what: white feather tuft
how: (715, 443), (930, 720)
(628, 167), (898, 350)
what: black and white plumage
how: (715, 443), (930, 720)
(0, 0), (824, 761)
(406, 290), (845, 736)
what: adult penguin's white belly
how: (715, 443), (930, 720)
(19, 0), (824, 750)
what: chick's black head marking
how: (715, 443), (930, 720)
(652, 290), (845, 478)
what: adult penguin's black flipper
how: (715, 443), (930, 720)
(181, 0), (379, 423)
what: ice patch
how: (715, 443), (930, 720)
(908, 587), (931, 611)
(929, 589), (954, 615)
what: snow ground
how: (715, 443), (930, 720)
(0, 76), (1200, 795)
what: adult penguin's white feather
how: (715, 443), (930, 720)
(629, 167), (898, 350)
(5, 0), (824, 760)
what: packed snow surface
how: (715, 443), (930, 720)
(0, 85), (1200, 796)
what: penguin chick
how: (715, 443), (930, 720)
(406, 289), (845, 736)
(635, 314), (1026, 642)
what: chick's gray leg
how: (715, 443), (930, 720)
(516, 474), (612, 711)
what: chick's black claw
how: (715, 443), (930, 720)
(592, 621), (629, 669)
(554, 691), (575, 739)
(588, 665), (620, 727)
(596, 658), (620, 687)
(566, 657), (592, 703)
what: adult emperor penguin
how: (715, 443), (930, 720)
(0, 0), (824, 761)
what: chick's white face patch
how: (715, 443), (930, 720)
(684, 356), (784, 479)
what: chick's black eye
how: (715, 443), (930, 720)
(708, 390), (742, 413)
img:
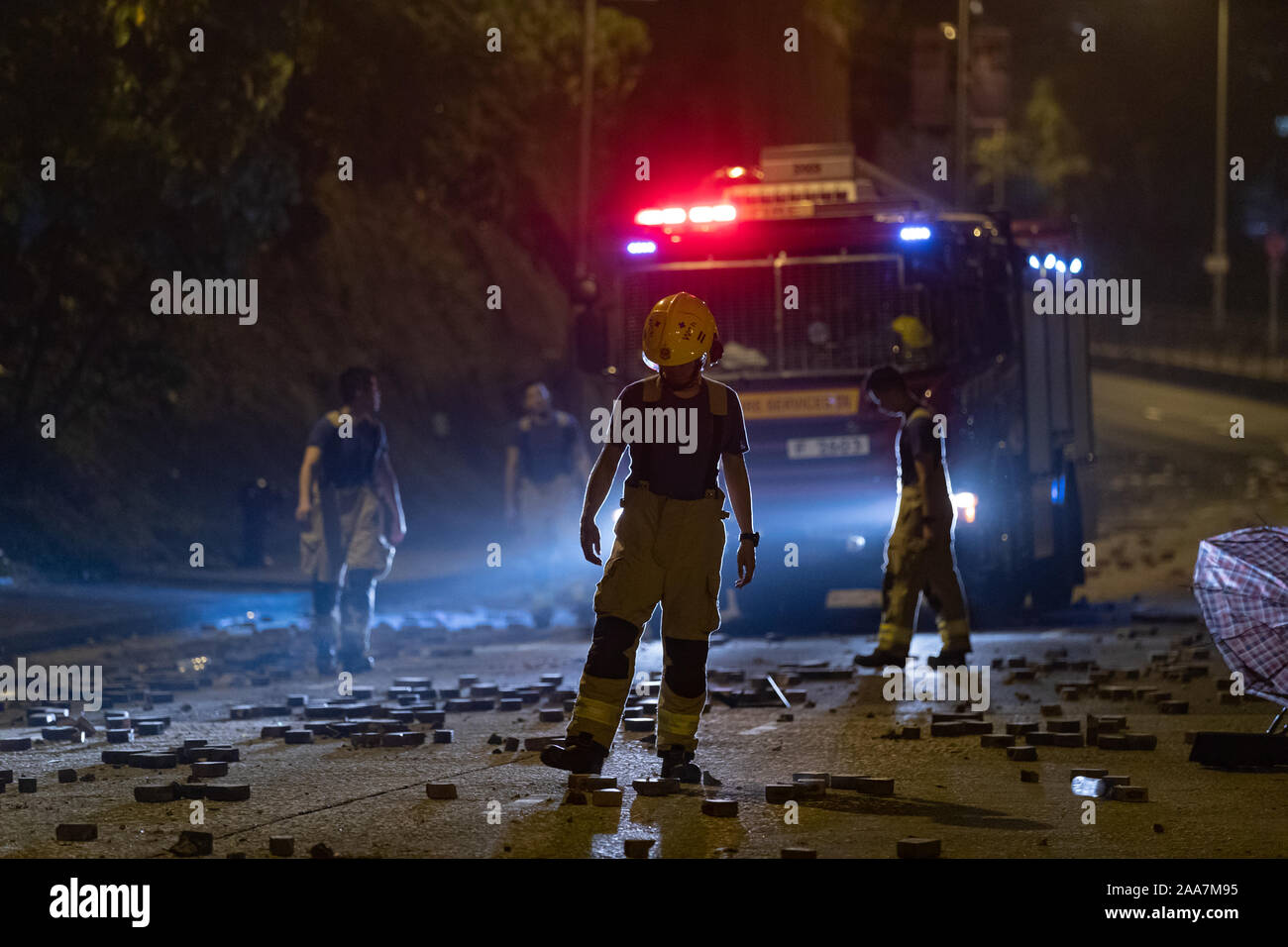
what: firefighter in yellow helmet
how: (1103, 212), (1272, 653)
(541, 292), (760, 783)
(854, 365), (970, 668)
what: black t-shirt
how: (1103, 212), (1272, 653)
(899, 408), (944, 485)
(618, 381), (747, 500)
(309, 412), (389, 487)
(510, 411), (579, 483)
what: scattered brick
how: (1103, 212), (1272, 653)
(54, 822), (98, 841)
(765, 783), (802, 804)
(268, 835), (295, 858)
(1111, 786), (1149, 802)
(897, 836), (941, 858)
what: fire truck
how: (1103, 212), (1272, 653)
(583, 146), (1094, 633)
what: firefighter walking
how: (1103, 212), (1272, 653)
(541, 292), (760, 783)
(854, 366), (970, 668)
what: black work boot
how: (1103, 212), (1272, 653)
(310, 644), (340, 678)
(541, 733), (608, 773)
(854, 648), (909, 668)
(657, 743), (702, 784)
(926, 648), (970, 668)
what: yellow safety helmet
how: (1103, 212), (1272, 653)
(640, 292), (724, 368)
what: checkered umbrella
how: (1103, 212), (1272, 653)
(1194, 527), (1288, 704)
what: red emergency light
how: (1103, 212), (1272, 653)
(635, 204), (738, 227)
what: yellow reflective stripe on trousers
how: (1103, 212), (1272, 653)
(572, 695), (622, 727)
(657, 708), (700, 737)
(877, 624), (912, 651)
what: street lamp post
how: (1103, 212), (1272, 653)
(953, 0), (970, 207)
(1208, 0), (1231, 329)
(577, 0), (596, 279)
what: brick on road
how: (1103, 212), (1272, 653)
(134, 783), (179, 802)
(1112, 786), (1149, 802)
(268, 835), (295, 858)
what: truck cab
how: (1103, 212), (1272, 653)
(585, 146), (1094, 631)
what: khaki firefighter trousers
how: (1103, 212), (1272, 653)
(300, 485), (394, 653)
(568, 484), (729, 751)
(877, 484), (970, 653)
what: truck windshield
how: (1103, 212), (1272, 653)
(622, 254), (1008, 376)
(622, 254), (952, 374)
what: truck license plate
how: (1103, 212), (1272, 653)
(787, 434), (868, 460)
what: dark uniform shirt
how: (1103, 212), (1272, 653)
(309, 412), (389, 487)
(618, 380), (747, 500)
(510, 411), (579, 483)
(899, 408), (944, 487)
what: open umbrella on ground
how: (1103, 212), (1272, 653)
(1194, 526), (1288, 752)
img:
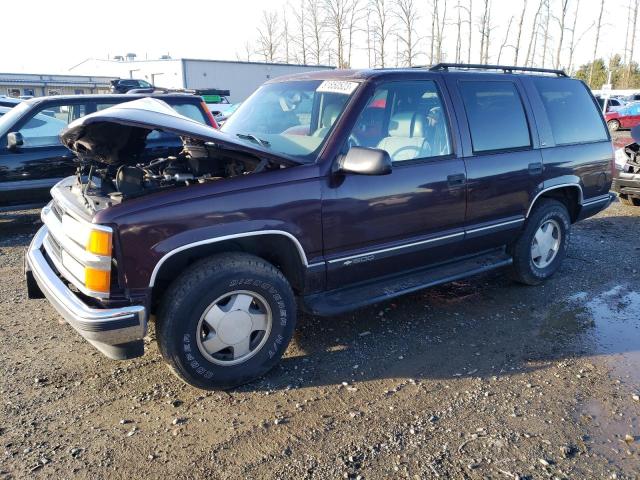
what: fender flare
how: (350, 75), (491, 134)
(149, 230), (309, 288)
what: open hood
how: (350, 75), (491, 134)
(60, 97), (299, 165)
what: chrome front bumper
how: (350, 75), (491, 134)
(25, 226), (147, 360)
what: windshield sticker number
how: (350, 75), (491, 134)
(316, 80), (358, 95)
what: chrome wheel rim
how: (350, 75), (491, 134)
(531, 219), (562, 268)
(196, 290), (273, 366)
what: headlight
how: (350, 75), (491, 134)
(615, 148), (629, 170)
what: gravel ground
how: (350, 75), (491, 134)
(0, 197), (640, 479)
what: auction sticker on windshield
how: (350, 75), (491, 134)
(316, 80), (358, 95)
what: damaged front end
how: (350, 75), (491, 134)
(611, 125), (640, 206)
(60, 98), (296, 211)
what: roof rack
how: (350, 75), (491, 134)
(429, 63), (568, 77)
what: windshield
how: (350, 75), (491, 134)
(0, 102), (31, 137)
(220, 80), (358, 162)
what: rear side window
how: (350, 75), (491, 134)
(459, 81), (531, 152)
(532, 77), (608, 145)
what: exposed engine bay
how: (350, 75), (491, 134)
(77, 132), (274, 203)
(61, 98), (290, 210)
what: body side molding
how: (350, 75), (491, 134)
(149, 230), (316, 287)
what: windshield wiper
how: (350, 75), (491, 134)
(236, 133), (271, 147)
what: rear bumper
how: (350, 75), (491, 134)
(611, 172), (640, 197)
(25, 226), (147, 360)
(577, 192), (616, 220)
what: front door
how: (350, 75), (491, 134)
(322, 77), (466, 289)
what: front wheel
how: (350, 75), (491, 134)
(157, 253), (296, 390)
(509, 199), (571, 285)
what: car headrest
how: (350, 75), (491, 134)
(389, 112), (426, 137)
(322, 103), (340, 128)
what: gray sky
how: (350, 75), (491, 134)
(0, 0), (640, 73)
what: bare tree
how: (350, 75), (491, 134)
(588, 0), (604, 87)
(433, 0), (447, 62)
(554, 0), (569, 69)
(542, 0), (551, 68)
(372, 0), (393, 68)
(256, 10), (281, 62)
(625, 0), (640, 86)
(236, 42), (253, 62)
(497, 15), (513, 65)
(282, 5), (291, 63)
(467, 0), (473, 63)
(324, 0), (348, 68)
(307, 0), (325, 65)
(567, 0), (580, 73)
(524, 2), (542, 66)
(513, 0), (527, 65)
(478, 0), (492, 63)
(347, 0), (363, 67)
(395, 0), (419, 67)
(456, 0), (462, 63)
(292, 0), (307, 65)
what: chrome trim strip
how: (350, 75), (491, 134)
(466, 217), (525, 233)
(329, 232), (464, 263)
(0, 178), (63, 192)
(41, 205), (111, 270)
(27, 226), (147, 359)
(149, 230), (309, 287)
(582, 193), (611, 207)
(525, 183), (584, 218)
(41, 231), (109, 299)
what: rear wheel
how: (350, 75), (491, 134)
(157, 253), (296, 389)
(509, 198), (571, 285)
(607, 120), (620, 132)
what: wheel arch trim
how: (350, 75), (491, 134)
(525, 183), (584, 218)
(149, 230), (309, 288)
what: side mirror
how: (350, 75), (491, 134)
(7, 132), (24, 150)
(334, 147), (391, 175)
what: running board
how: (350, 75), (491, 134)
(303, 250), (513, 317)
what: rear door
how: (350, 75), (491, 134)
(322, 75), (465, 289)
(445, 74), (543, 253)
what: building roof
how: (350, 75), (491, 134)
(69, 57), (336, 70)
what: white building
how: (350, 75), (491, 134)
(69, 56), (335, 103)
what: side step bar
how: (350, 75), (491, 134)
(303, 250), (513, 317)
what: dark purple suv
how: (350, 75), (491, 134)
(26, 64), (613, 389)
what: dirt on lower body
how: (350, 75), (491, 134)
(0, 203), (640, 479)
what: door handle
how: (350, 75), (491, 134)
(529, 162), (543, 175)
(447, 173), (467, 187)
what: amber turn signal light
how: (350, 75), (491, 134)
(84, 267), (111, 293)
(87, 230), (111, 255)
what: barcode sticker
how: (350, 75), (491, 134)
(316, 80), (358, 95)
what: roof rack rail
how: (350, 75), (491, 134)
(429, 63), (568, 77)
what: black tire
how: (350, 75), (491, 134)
(156, 253), (296, 390)
(619, 195), (640, 207)
(508, 198), (571, 285)
(607, 120), (620, 132)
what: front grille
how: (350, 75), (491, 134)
(51, 201), (63, 221)
(47, 234), (62, 261)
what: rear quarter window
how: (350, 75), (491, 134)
(532, 77), (609, 145)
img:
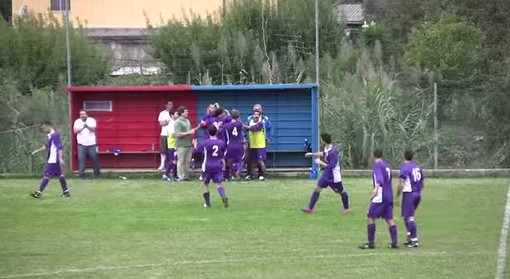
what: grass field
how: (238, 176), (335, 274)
(0, 178), (510, 279)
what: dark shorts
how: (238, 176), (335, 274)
(166, 148), (177, 161)
(202, 170), (223, 185)
(43, 163), (62, 177)
(367, 202), (393, 220)
(317, 179), (344, 194)
(402, 192), (421, 217)
(225, 145), (244, 162)
(159, 136), (168, 154)
(249, 148), (267, 163)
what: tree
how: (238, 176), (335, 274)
(404, 19), (483, 81)
(0, 15), (109, 94)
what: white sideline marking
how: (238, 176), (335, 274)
(0, 252), (492, 279)
(496, 185), (510, 279)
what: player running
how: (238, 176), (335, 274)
(359, 150), (398, 249)
(222, 110), (244, 180)
(396, 150), (425, 248)
(163, 109), (179, 182)
(301, 133), (351, 214)
(198, 126), (228, 208)
(30, 121), (71, 199)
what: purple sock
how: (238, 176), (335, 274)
(218, 186), (226, 198)
(367, 224), (375, 245)
(409, 221), (418, 241)
(390, 225), (398, 245)
(204, 192), (211, 206)
(58, 176), (69, 193)
(308, 191), (320, 210)
(340, 192), (349, 209)
(39, 178), (50, 193)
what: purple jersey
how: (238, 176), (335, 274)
(197, 139), (226, 172)
(372, 161), (393, 203)
(322, 146), (342, 183)
(223, 121), (244, 146)
(399, 161), (425, 193)
(46, 131), (63, 164)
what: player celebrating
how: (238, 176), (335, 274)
(198, 126), (228, 208)
(163, 109), (179, 182)
(396, 150), (425, 248)
(222, 110), (244, 180)
(243, 110), (266, 181)
(359, 150), (398, 249)
(301, 133), (350, 214)
(30, 121), (71, 199)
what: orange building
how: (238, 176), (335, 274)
(12, 0), (228, 28)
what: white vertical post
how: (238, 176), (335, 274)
(434, 82), (439, 169)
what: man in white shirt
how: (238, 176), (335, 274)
(73, 110), (101, 179)
(158, 101), (174, 170)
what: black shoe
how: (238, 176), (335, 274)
(406, 241), (420, 248)
(358, 243), (375, 250)
(30, 191), (42, 199)
(388, 244), (399, 249)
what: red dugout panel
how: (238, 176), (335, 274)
(68, 86), (197, 170)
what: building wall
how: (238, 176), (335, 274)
(12, 0), (224, 28)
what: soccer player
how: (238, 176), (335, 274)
(359, 150), (398, 249)
(301, 133), (350, 214)
(244, 104), (273, 180)
(244, 110), (266, 181)
(198, 126), (228, 208)
(222, 110), (244, 180)
(163, 109), (179, 182)
(396, 150), (425, 248)
(30, 121), (71, 199)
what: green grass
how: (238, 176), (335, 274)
(0, 178), (510, 279)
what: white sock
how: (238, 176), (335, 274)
(160, 154), (166, 168)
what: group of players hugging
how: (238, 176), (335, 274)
(163, 103), (272, 207)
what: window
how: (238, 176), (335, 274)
(83, 101), (112, 111)
(50, 0), (71, 12)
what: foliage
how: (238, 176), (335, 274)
(0, 15), (109, 93)
(151, 0), (343, 84)
(0, 78), (70, 173)
(404, 19), (483, 81)
(322, 47), (432, 168)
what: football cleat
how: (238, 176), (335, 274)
(301, 207), (313, 215)
(358, 243), (375, 250)
(406, 241), (420, 248)
(30, 191), (42, 199)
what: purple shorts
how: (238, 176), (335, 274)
(317, 178), (344, 193)
(250, 148), (266, 163)
(367, 202), (393, 220)
(225, 145), (244, 162)
(402, 192), (421, 217)
(166, 148), (177, 161)
(202, 170), (223, 185)
(43, 163), (62, 177)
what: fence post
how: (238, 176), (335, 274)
(434, 82), (439, 169)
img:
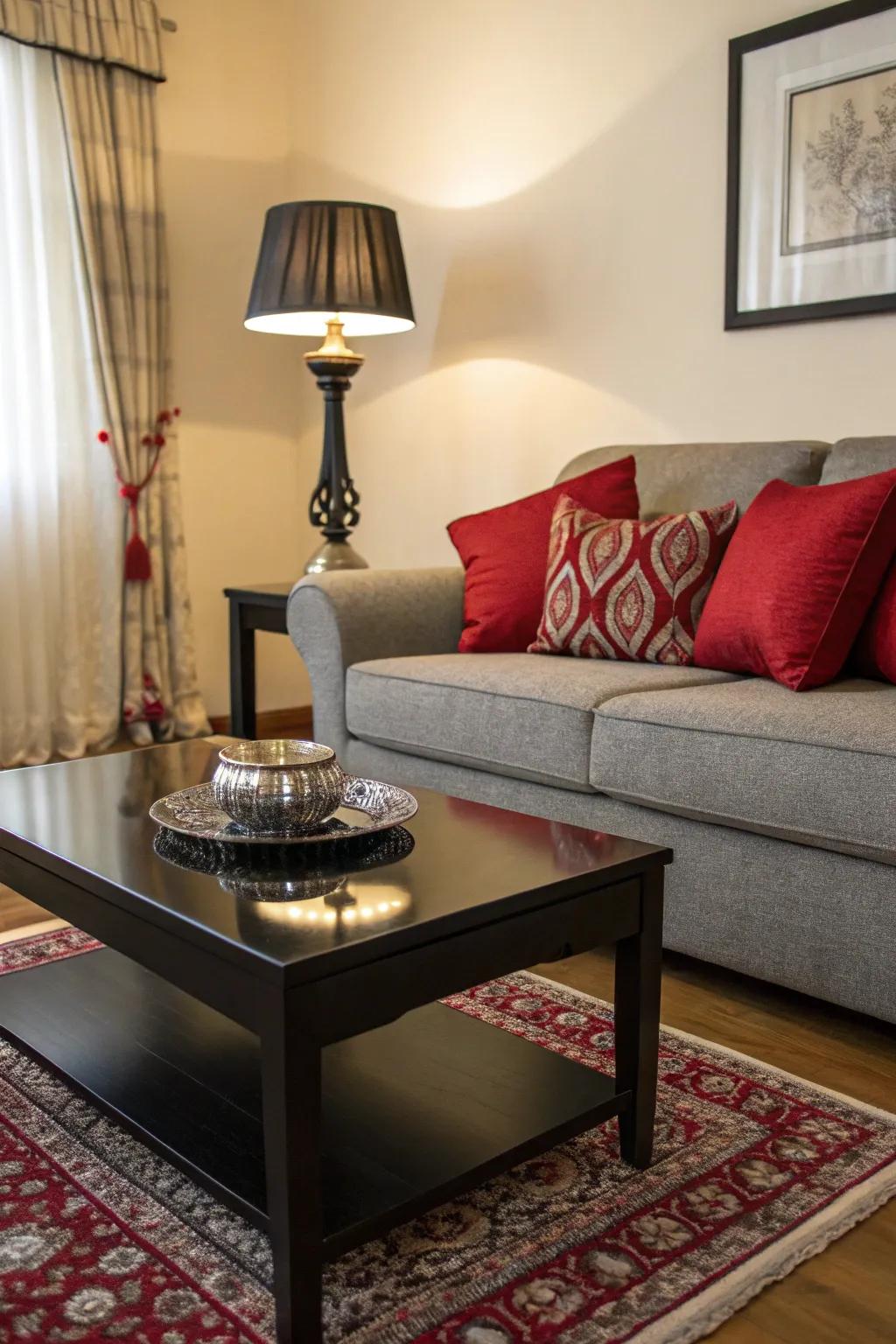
========================================
▶ [Do this]
Rewrite the items from the line with "what: firefighter walking" through the line with "(635, 204), (738, 227)", both ends included, as a Markdown table with the columns Row and Text. Number each line and leave out any blank lines.

▶ [In response]
| Row | Text |
|---|---|
| 1 | what: firefighter walking |
| 2 | how: (1103, 212), (1272, 653) |
| 3 | (541, 292), (760, 783) |
| 4 | (854, 366), (970, 668) |
| 5 | what: black work boot |
| 6 | how: (1103, 212), (1272, 653) |
| 7 | (310, 644), (340, 678) |
| 8 | (541, 733), (608, 773) |
| 9 | (854, 648), (909, 668) |
| 10 | (657, 743), (702, 784) |
| 11 | (926, 648), (970, 668) |
| 12 | what: yellow safety helmet |
| 13 | how: (1103, 212), (1272, 653) |
| 14 | (640, 292), (724, 368) |
| 15 | what: checkered umbrella |
| 16 | how: (1103, 212), (1272, 653) |
| 17 | (1194, 527), (1288, 704) |
| 18 | what: red emergency light |
| 19 | how: (1103, 212), (1272, 653) |
| 20 | (635, 204), (738, 227) |